• WHAT YOU HAVE TO DO: Extract each line of the records below that contains the string "coach".

• EXERCISE INPUTS:
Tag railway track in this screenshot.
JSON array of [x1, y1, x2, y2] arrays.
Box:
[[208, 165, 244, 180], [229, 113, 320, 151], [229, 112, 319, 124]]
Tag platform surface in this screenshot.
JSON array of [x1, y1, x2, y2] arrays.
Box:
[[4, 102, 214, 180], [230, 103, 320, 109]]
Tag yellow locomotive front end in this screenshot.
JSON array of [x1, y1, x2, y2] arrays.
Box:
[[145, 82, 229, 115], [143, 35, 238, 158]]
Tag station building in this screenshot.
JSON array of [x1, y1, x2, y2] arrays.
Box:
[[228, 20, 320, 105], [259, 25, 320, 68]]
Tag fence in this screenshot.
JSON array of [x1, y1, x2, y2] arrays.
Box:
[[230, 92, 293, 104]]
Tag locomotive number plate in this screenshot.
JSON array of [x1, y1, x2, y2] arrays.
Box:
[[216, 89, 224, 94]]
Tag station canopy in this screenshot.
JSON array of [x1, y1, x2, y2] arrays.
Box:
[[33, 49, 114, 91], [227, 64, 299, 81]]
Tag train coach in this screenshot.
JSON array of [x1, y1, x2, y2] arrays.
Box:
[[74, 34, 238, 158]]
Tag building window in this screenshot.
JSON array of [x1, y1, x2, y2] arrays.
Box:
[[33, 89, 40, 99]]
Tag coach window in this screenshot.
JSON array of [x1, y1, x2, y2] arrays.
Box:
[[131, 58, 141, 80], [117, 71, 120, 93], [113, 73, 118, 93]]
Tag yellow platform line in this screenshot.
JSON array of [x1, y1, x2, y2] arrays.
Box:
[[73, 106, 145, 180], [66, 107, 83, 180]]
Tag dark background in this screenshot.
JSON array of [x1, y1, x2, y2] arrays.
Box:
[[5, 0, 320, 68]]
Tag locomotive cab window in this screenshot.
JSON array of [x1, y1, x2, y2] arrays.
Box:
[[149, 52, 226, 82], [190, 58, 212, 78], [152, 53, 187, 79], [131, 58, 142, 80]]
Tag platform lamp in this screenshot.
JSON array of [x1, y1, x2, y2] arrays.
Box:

• PROBLEM SOLUTION:
Tag train coach in this screenshot.
Tag coach window in this screenshot.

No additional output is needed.